DATASET section start

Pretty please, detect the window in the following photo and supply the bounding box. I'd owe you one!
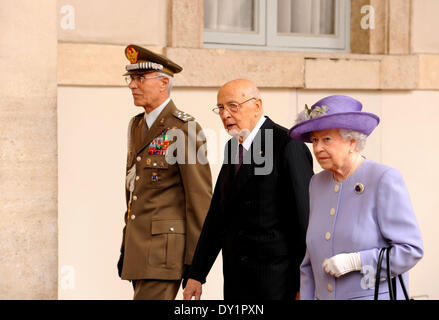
[203,0,266,45]
[203,0,350,52]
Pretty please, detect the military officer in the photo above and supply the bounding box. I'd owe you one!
[117,44,212,300]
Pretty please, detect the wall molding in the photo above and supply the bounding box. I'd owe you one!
[58,43,439,90]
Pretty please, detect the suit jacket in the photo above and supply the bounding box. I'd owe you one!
[120,100,212,280]
[300,159,424,300]
[188,117,314,299]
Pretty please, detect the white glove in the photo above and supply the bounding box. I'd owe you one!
[322,252,362,278]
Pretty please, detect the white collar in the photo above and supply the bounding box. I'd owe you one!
[241,115,267,151]
[144,97,171,128]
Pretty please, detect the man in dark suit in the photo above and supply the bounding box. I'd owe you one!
[183,79,313,300]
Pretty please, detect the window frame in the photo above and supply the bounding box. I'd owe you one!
[266,0,350,51]
[203,0,266,46]
[203,0,350,53]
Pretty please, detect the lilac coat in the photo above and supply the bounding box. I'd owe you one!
[300,159,423,300]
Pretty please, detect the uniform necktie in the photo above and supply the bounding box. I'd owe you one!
[234,144,244,176]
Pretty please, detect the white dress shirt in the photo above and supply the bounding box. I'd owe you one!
[235,115,267,165]
[241,115,267,151]
[144,97,171,129]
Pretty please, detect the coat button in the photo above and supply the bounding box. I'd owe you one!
[325,232,331,240]
[334,184,340,193]
[133,195,138,201]
[327,284,333,292]
[131,215,136,220]
[330,208,335,216]
[136,156,141,162]
[135,176,140,181]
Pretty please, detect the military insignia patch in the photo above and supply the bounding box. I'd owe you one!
[126,46,139,64]
[147,130,172,156]
[173,110,195,122]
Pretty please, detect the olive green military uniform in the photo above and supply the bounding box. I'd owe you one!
[118,44,212,300]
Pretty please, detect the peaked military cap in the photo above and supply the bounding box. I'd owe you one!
[123,44,183,77]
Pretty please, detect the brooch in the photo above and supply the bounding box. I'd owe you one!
[354,183,365,194]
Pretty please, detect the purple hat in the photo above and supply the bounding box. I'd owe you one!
[288,95,380,143]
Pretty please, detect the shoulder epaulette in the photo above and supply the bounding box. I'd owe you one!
[172,110,195,122]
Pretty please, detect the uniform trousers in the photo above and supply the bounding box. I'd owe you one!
[133,279,181,300]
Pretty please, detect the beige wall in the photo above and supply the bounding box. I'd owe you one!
[58,86,438,299]
[0,0,58,299]
[381,91,439,298]
[57,0,168,46]
[411,0,439,54]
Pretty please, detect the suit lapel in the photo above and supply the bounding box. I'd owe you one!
[220,142,238,202]
[228,117,274,201]
[231,148,254,193]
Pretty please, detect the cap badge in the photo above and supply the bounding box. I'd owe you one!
[354,183,365,194]
[126,46,139,64]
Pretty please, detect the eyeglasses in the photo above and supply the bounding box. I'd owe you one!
[212,97,256,115]
[124,74,162,85]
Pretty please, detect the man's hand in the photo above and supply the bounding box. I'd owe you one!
[322,252,362,278]
[183,279,202,300]
[117,249,124,278]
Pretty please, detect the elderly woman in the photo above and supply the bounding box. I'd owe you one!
[289,95,423,300]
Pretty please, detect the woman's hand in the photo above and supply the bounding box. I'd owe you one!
[322,252,362,277]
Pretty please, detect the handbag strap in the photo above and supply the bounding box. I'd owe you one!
[374,248,386,300]
[386,246,396,300]
[399,274,410,300]
[374,246,410,300]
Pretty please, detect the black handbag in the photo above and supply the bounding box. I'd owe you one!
[374,246,410,300]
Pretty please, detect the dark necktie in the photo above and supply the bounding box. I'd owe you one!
[234,144,244,176]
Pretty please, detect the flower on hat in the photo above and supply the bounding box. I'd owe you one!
[295,104,328,124]
[289,95,380,143]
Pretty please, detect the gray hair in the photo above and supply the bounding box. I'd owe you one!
[158,72,173,94]
[339,129,367,152]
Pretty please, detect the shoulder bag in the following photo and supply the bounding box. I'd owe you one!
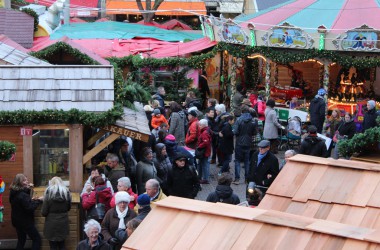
[87,192,105,221]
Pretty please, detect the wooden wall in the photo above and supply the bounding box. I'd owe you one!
[0,126,23,239]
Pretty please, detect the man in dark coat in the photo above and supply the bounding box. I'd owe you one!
[363,100,378,132]
[309,88,326,133]
[167,154,200,199]
[206,173,240,205]
[247,140,279,194]
[299,125,328,158]
[152,86,166,109]
[218,115,234,173]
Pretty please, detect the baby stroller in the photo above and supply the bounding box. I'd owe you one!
[277,116,302,151]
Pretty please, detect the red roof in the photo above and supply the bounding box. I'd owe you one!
[0,35,30,53]
[137,19,193,30]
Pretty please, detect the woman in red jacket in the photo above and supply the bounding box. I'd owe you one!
[197,119,212,184]
[82,176,113,221]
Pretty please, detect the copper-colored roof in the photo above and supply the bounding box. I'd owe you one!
[259,154,380,229]
[122,196,380,249]
[0,9,34,49]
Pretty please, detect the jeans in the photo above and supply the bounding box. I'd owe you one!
[198,157,210,181]
[234,146,250,180]
[221,154,232,173]
[16,225,41,250]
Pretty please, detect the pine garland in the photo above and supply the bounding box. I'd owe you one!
[0,141,16,162]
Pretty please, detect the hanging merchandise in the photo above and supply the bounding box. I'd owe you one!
[0,175,5,223]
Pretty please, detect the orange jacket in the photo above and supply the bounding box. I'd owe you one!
[151,114,169,129]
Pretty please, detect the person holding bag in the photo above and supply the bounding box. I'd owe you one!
[196,119,212,184]
[82,176,112,222]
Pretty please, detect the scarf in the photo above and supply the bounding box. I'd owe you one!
[257,151,268,167]
[116,205,128,229]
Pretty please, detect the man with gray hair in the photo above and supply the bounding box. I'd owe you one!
[134,179,167,213]
[363,100,378,132]
[105,153,125,192]
[197,119,212,184]
[152,86,166,108]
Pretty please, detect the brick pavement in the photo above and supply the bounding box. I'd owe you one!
[195,150,285,202]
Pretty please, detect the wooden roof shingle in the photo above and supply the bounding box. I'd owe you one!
[122,196,380,249]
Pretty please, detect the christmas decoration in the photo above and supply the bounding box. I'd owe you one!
[0,141,16,162]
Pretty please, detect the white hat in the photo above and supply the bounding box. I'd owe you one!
[115,191,130,204]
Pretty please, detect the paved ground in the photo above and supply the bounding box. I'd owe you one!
[195,150,285,202]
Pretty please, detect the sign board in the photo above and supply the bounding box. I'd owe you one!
[102,125,149,142]
[274,107,308,122]
[20,127,33,136]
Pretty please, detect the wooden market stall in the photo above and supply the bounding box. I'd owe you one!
[122,196,380,249]
[0,65,151,249]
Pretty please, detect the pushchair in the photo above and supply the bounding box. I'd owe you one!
[278,116,302,151]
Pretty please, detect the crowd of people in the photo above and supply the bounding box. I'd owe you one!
[7,85,379,250]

DATASET section end

== WORK REQUIRED ==
The records above are to be restated exactly, without their pictures.

== YOUR RESPONSE ==
Pretty please, detect the window in the following photo and supply the bounding box. I'd owe you one!
[203,0,266,45]
[203,0,350,52]
Pretty please, detect the military officer in the photo above and supply the bounding box. I'd owe you one!
[117,44,212,300]
Pretty please, detect the wall molding in the photo above and supply the bounding box. I'd owe you one!
[58,43,439,90]
Pretty please, detect the suit jacket in the photo above and supply the bounding box. I'd owe you one!
[120,100,212,280]
[300,159,424,300]
[188,117,314,299]
Pretty please, detect the white glove in the photo above and supply the bounding box. I'd owe you one!
[322,252,362,278]
Pretty please, detect the white collar in the photo above and supply the bounding box. I'd owe you one!
[241,115,267,151]
[144,97,171,128]
Pretty please, detect the man in dark suit in the photo above and supply the bounding box. I'd owe you one!
[183,79,313,300]
Pretty please, detect the window frame in the photo above and supply the bounding box. I'd owe you one!
[266,0,350,51]
[203,0,266,46]
[203,0,350,53]
Pretty please, detect the lilac coat in the photo above and supply the bounding box. I'd owe you one!
[300,159,423,300]
Pretty please, detect the uniform necktie in the photo above and supply the bounding box. I'd owe you one!
[234,144,244,176]
Pretty please, detect the white dress shirt in the photo above and supply the bounding box. I'd owe you one!
[235,115,267,165]
[241,115,267,151]
[144,97,171,129]
Pretty please, detect the coat button in the photo above and supply the bounding box. I'd owe you one!
[325,232,331,240]
[334,184,340,193]
[133,195,138,201]
[327,284,333,292]
[131,215,136,220]
[330,208,335,216]
[136,156,141,162]
[135,176,140,181]
Pretty please, detect the military insignia patch in the photo above and supply the bounding box. I'd owe you one!
[126,46,139,64]
[147,130,172,156]
[173,110,195,122]
Pretty please, detect the olive green military uniform in the photo above and supply the bounding box. I'd owe you one!
[118,44,212,300]
Pretty please, detect the peaked military cap in the photo above and supply the bounding box. I'd owe you one!
[123,44,183,77]
Pretty please, detect the brooch in the photo above and supply the bounding box. I'd owe you one!
[354,183,365,194]
Pretty please, detect the purple hat in the photo above and supply the bounding box. I'd owe you one!
[288,95,380,143]
Pretty please, detect the shoulder epaulette in the photo above and supply the bounding box. I'd owe you one!
[172,110,195,122]
Pretty please, detect the uniform trousers in the photo above and supply the bounding box. I'd owe you one!
[133,279,181,300]
Pretty please, detect the beige wall in the photo above and supply the bounding box. I'd owe you one!
[58,86,438,299]
[0,0,58,299]
[381,91,439,298]
[57,0,168,46]
[411,0,439,54]
Pretty please, detect the suit lapel in the photo above and supply the bounding box. I'd owe you one!
[220,142,238,202]
[228,117,274,201]
[231,148,254,193]
Pretty please, detect the cap badge in the photo above and supply the bounding box. I'd owe you one!
[354,183,365,194]
[126,46,139,64]
Pretty please, detect the eyeglasses in the photo above and supply the bounding box. I'd owe you one!
[212,97,256,115]
[124,74,162,85]
Pretty please, detect the man's hand in the photo above and supply the bounding box. I'd owe you one!
[322,252,362,278]
[183,279,202,300]
[117,249,124,278]
Pretty please, detect the elderly woman in the photo above and supply the bounding box. I'd owe you one!
[289,95,423,300]
Pretty please, detect the woman's hand in the photo above and supply the bounding box. I'd owe you one!
[322,252,362,277]
Pretty please, detect the handbag strap in the photo above and supply the bounding box. I'd owe you one!
[374,248,386,300]
[386,246,396,300]
[399,274,410,300]
[374,246,410,300]
Pretty please, detect the black handbag in the photo above and supply the bounding box. I'd owe you one!
[374,246,410,300]
Pretty please, detect the dark necktie in the photo above and supply the bounding box. I'd owe you one!
[234,144,244,176]
Pretty please, detect the flower on hat in the photo above and supply the bounding box. I'd owe you one!
[295,104,328,124]
[289,95,380,143]
Pretty please, detect the gray hair in the photo above and supply the bounding box. I'd owe you one!
[158,72,173,94]
[339,129,367,152]
Pretty please, detect the shoulder bag in the following photo and supply the bounding box. I'd owe you one!
[87,192,105,221]
Pretty please, detect the wooden wall in the photo above and supply the bounding box. I'd owe you one!
[0,126,23,239]
Pretty please, detect the man in dark coat in the photo above and supply the bounding box. I'd owe you one!
[363,100,378,132]
[309,88,326,133]
[167,154,200,199]
[206,173,240,205]
[247,140,279,194]
[299,125,328,158]
[152,86,166,109]
[218,115,234,173]
Pretty please, detect the baby stroller in the photo above and supply the bounding box. I'd owe you one!
[277,116,302,151]
Pretty please, detect the red roof in the photo above and supply the bounding box. I'd owe you one!
[0,35,30,53]
[137,19,193,30]
Pretty please, detect the woman in red jacket in the photo above and supply the bounding box. I'd owe you one!
[197,119,212,184]
[82,176,113,221]
Pretty please, detect the copper-colored roof in the photo above and supply the bounding box. I'd owe you one!
[259,154,380,229]
[122,196,380,249]
[0,9,34,49]
Pretty please, detect the jeans in the photo above and supply the bounding box. I'd owe you one!
[198,157,210,181]
[234,146,250,180]
[221,154,232,173]
[16,225,41,250]
Pretty please, detect the pine garland in the photo above and supply the bounding box. I'd owe you one!
[0,141,16,162]
Pretty please, detect the hanging merchandise in the photo above and supply the bounding box. I'd owe you one!
[0,175,5,223]
Pretty please, detect the orange jacket in the photo above and supply the bounding box. I'd owe you one!
[151,114,169,129]
Pretty please, detect the person holding bag in the photo above and supply the bounding box. I'd owe you one!
[196,119,212,184]
[82,176,112,222]
Pretty please, detect the scarf in the photo above and supply the bounding box. I'd owe you one!
[257,151,268,167]
[116,205,128,229]
Pretty please, detect the man with gray hair in the photo above and supply the bounding box. I'd owe you one!
[134,179,167,213]
[363,100,378,132]
[105,153,125,192]
[197,119,212,184]
[152,86,166,108]
Pretty please, detect the brick pavement in the photo above and supply the bounding box. I'd owe you one!
[195,150,285,202]
Pretty please, detect the wooden roof shingle in the photo above and supply the bounding box. I'd owe you one!
[122,196,380,249]
Pretty please, detect the christmas decoration in the photo above and supply the bounding box. I'd owe you one!
[0,141,16,162]
Pretty please, detect the white hat in the photo above and supply the bounding box. I'd owe you one!
[115,191,130,204]
Pretty please, detect the paved ground in the photo above and supply the bounding box. I'd owe you one!
[195,150,285,202]
Pretty please, detect the sign board in the photo above and supply the bounding box. I'd owe you one!
[102,125,149,142]
[274,107,308,122]
[20,127,33,136]
Pretty please, detect the wooden market stall in the photo above and supply the bounding box. I'd owe you one!
[122,196,380,249]
[0,65,151,249]
Pretty please, detect the pushchair in the photo above and supply the bounding box. I'd owe you one!
[278,116,302,151]
Pretty please, detect the crowd of people in the photo above and supply the bounding box. I'd owe you one!
[7,85,379,250]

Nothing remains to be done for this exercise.